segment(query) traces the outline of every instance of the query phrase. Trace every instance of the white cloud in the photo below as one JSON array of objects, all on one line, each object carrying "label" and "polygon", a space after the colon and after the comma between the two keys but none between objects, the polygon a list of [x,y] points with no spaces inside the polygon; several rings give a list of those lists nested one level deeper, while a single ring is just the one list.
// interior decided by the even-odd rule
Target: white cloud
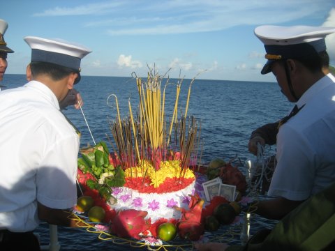
[{"label": "white cloud", "polygon": [[[334,6],[332,1],[324,0],[320,4],[315,0],[281,0],[271,1],[269,6],[264,0],[119,0],[73,8],[57,6],[34,15],[98,15],[103,19],[87,18],[83,24],[105,26],[112,36],[178,34],[256,25],[260,21],[267,24],[288,22],[322,15],[325,10]],[[255,17],[262,17],[261,20]]]},{"label": "white cloud", "polygon": [[250,59],[258,59],[258,58],[264,58],[264,55],[265,55],[264,52],[251,52],[249,53],[248,56]]},{"label": "white cloud", "polygon": [[42,13],[33,14],[34,17],[58,17],[68,15],[103,15],[112,12],[122,5],[122,1],[112,1],[82,5],[74,8],[54,7]]},{"label": "white cloud", "polygon": [[[335,27],[335,8],[329,11],[329,16],[322,26]],[[334,61],[333,63],[335,63],[335,33],[326,37],[326,45],[329,58],[332,59]]]},{"label": "white cloud", "polygon": [[131,55],[125,56],[121,54],[117,59],[117,65],[119,67],[126,66],[131,68],[142,68],[142,64],[138,60],[132,60]]},{"label": "white cloud", "polygon": [[246,69],[246,63],[241,63],[240,65],[237,66],[236,68],[237,70],[245,70]]},{"label": "white cloud", "polygon": [[258,70],[258,69],[262,69],[263,66],[264,66],[264,63],[256,63],[256,64],[255,65],[255,66],[253,67],[253,68],[254,68],[254,69],[257,69],[257,70]]},{"label": "white cloud", "polygon": [[173,69],[189,70],[192,68],[192,63],[182,63],[180,61],[179,59],[175,58],[169,63],[169,67]]},{"label": "white cloud", "polygon": [[100,63],[100,60],[96,59],[96,60],[95,60],[95,61],[94,61],[92,62],[92,65],[93,65],[93,67],[96,67],[96,68],[98,68],[98,67],[100,67],[100,66],[101,65],[101,63]]}]

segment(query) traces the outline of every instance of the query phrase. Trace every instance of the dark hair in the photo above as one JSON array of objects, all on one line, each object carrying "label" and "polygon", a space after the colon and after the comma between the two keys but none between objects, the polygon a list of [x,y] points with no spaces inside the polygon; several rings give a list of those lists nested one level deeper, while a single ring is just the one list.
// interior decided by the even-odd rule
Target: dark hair
[{"label": "dark hair", "polygon": [[329,56],[326,51],[307,54],[293,59],[299,61],[312,73],[321,71],[322,68],[329,66]]},{"label": "dark hair", "polygon": [[68,67],[46,62],[31,62],[30,63],[30,68],[33,76],[36,77],[41,74],[47,74],[55,81],[60,80],[72,73],[75,73],[73,69]]}]

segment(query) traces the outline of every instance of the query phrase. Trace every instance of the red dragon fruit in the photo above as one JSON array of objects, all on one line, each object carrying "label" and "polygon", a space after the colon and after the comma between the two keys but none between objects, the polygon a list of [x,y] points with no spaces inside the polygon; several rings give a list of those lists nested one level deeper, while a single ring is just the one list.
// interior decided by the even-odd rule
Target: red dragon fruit
[{"label": "red dragon fruit", "polygon": [[201,212],[204,201],[197,194],[194,196],[190,196],[191,199],[188,204],[189,210],[176,208],[181,211],[181,218],[177,223],[178,234],[181,238],[198,241],[204,231],[201,218]]},{"label": "red dragon fruit", "polygon": [[111,230],[119,237],[140,239],[139,234],[150,228],[150,220],[144,220],[147,214],[147,211],[135,209],[119,211]]}]

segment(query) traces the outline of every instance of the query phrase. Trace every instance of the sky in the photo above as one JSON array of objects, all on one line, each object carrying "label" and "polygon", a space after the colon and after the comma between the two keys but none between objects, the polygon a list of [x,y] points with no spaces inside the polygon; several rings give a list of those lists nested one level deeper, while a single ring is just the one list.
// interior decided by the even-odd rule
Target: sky
[{"label": "sky", "polygon": [[[6,73],[25,74],[27,36],[61,38],[92,52],[82,75],[275,82],[262,75],[260,25],[335,26],[334,0],[10,0],[2,1],[4,38],[15,51]],[[326,38],[335,65],[335,35]]]}]

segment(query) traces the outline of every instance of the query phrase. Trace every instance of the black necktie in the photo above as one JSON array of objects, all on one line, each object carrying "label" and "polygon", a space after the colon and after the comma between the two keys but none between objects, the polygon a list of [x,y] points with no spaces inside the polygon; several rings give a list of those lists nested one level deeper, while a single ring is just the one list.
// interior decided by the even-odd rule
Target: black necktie
[{"label": "black necktie", "polygon": [[279,124],[278,125],[278,128],[279,128],[281,126],[285,123],[290,119],[291,119],[293,116],[297,114],[299,112],[299,111],[300,111],[302,108],[304,107],[304,105],[305,105],[302,106],[300,108],[298,108],[298,106],[295,105],[293,109],[292,109],[291,112],[290,112],[290,114],[288,114],[285,117],[283,117],[283,119],[281,119],[281,121],[279,121]]}]

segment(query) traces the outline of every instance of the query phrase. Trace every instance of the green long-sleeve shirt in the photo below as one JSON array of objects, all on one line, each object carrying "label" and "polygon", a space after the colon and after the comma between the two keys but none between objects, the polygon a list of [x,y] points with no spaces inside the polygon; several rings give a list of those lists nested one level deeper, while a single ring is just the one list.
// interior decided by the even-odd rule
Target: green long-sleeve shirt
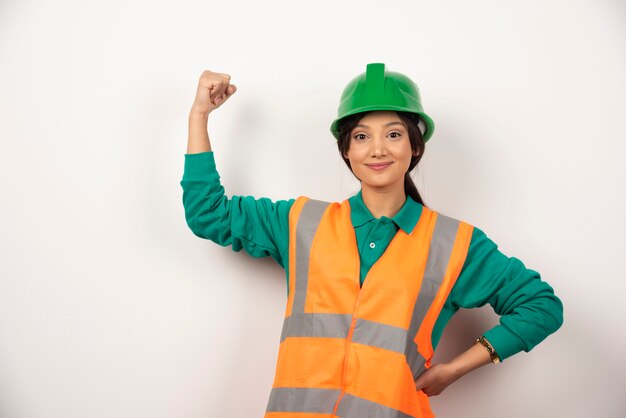
[{"label": "green long-sleeve shirt", "polygon": [[[253,257],[271,256],[285,269],[289,286],[289,210],[294,199],[228,198],[213,152],[185,154],[180,185],[187,224],[195,235],[222,246],[231,245],[234,251],[243,248]],[[349,200],[363,284],[370,267],[398,229],[412,231],[423,206],[407,197],[393,218],[377,219],[365,206],[361,192]],[[486,303],[500,315],[500,324],[484,334],[500,360],[522,350],[530,351],[563,322],[563,305],[539,273],[527,269],[519,259],[504,255],[482,230],[474,227],[465,264],[435,323],[433,347],[459,308]]]}]

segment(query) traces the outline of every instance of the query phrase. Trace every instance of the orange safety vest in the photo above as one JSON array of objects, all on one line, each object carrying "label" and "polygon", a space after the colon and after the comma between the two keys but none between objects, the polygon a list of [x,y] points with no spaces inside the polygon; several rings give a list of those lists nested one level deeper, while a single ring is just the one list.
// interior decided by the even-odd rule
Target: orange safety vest
[{"label": "orange safety vest", "polygon": [[430,418],[415,379],[473,226],[426,207],[361,287],[350,204],[301,196],[289,213],[289,294],[265,418]]}]

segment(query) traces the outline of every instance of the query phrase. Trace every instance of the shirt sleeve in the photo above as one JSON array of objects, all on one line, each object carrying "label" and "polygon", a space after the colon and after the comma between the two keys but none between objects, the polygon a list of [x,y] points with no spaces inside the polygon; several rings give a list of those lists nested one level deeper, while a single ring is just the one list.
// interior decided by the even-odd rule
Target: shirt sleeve
[{"label": "shirt sleeve", "polygon": [[530,351],[563,324],[563,304],[552,287],[521,260],[500,252],[476,227],[448,301],[455,309],[493,307],[500,324],[484,336],[500,360]]},{"label": "shirt sleeve", "polygon": [[198,237],[219,245],[243,248],[253,257],[271,256],[285,267],[289,246],[291,200],[224,194],[212,151],[185,154],[183,188],[185,219]]}]

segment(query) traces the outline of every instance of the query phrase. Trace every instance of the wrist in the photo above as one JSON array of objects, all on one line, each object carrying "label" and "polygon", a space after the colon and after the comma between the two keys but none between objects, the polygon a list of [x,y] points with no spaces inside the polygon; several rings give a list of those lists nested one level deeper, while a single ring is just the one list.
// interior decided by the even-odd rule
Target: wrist
[{"label": "wrist", "polygon": [[195,106],[192,106],[191,110],[189,111],[189,119],[206,120],[209,118],[209,113],[211,112],[207,110],[198,109]]}]

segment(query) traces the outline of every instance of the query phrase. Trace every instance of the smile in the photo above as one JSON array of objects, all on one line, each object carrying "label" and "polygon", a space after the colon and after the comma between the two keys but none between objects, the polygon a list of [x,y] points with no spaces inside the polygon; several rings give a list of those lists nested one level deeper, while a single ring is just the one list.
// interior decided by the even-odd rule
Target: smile
[{"label": "smile", "polygon": [[389,167],[391,163],[378,163],[378,164],[365,164],[365,165],[371,168],[372,170],[380,171]]}]

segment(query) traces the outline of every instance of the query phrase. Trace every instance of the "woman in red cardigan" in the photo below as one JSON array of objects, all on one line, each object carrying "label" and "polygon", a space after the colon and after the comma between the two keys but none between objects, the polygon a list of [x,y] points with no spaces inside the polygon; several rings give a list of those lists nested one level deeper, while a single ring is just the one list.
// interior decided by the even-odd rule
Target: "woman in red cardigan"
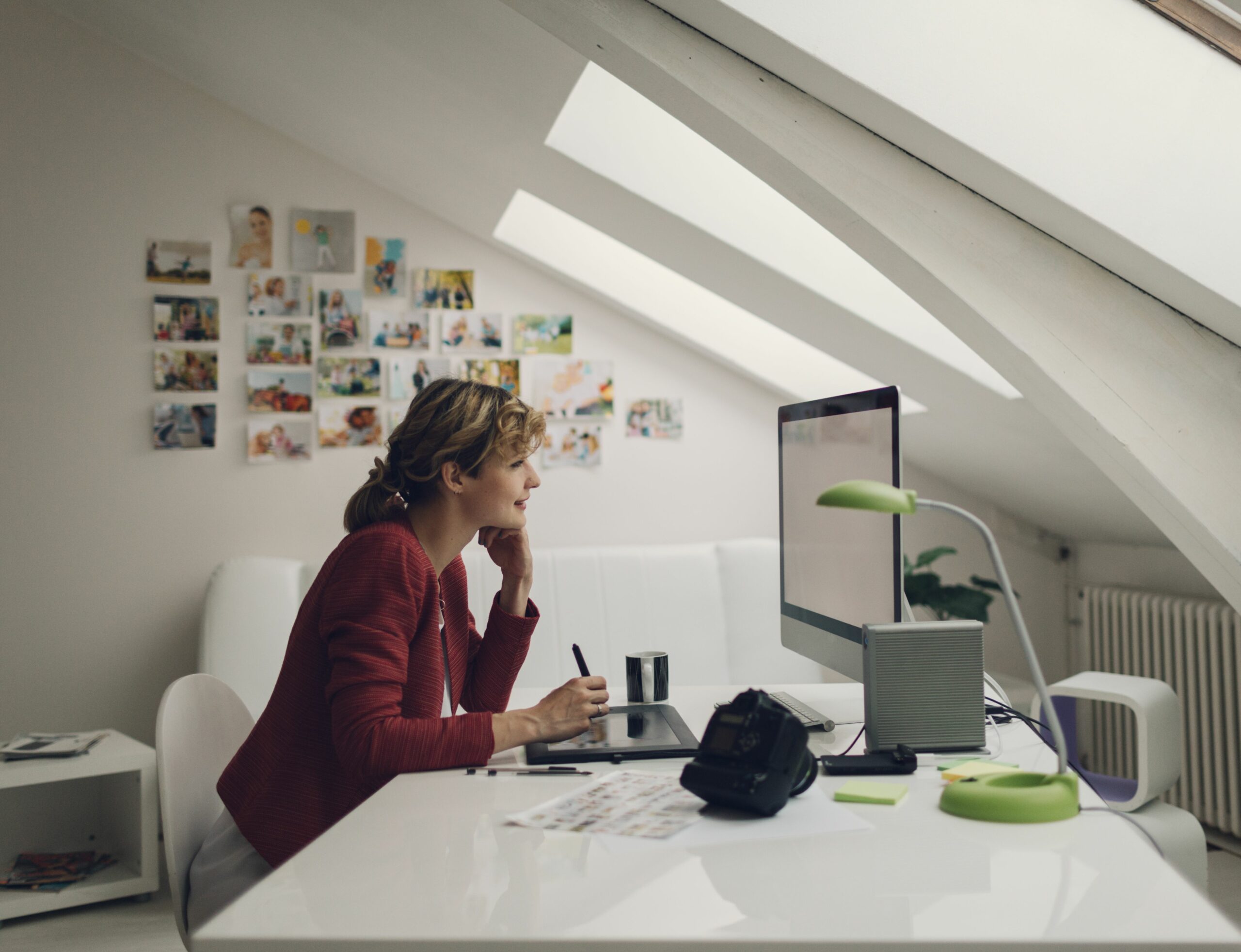
[{"label": "woman in red cardigan", "polygon": [[[542,415],[500,387],[444,377],[414,397],[220,777],[226,809],[190,869],[191,930],[397,773],[485,763],[607,714],[603,678],[505,710],[539,621],[525,509],[542,436]],[[503,577],[485,638],[460,559],[474,536]]]}]

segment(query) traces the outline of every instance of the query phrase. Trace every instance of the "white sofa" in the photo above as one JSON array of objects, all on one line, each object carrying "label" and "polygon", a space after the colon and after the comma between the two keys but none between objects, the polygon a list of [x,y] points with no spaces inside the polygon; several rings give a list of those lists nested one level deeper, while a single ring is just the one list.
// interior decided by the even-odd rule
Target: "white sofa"
[{"label": "white sofa", "polygon": [[[479,546],[463,552],[470,609],[486,623],[500,573]],[[257,717],[284,659],[289,629],[318,566],[232,559],[207,582],[199,670],[232,688]],[[673,684],[799,684],[823,668],[779,643],[774,539],[535,552],[531,598],[542,618],[517,678],[550,688],[577,675],[577,643],[618,698],[624,655],[666,650]]]}]

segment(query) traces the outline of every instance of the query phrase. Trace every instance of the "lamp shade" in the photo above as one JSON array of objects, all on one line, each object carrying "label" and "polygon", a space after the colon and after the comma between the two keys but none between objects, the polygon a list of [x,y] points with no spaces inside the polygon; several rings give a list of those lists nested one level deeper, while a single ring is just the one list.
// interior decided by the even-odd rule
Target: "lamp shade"
[{"label": "lamp shade", "polygon": [[910,514],[917,509],[917,499],[918,494],[912,489],[897,489],[895,485],[874,479],[848,479],[824,489],[815,504],[840,509],[869,509],[874,513]]}]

○ ○ ○

- _SET EXERCISE_: Switch "outline" to "contour" in the records from the line with "of the shirt" up to and including the line with "Target: shirt sleeve", and give only those lines with everything else unchanged.

- _OUTPUT OF THE EXERCISE_:
segment(query) traces the contour of every instance of the query phrase. Trace every instance of the shirt sleeve in the photo above as one JSON array of objects, all on one line, each object carrying "label" and "polygon", a space after the colon and after the comma between the two keys but none between objects, the polygon a list of [x,y] points with no spaces inside the polygon; several rings give a list of those lists nested one level deeper, while a single ring is just the one list.
// interior decided by the even-odd rule
Target: shirt sleeve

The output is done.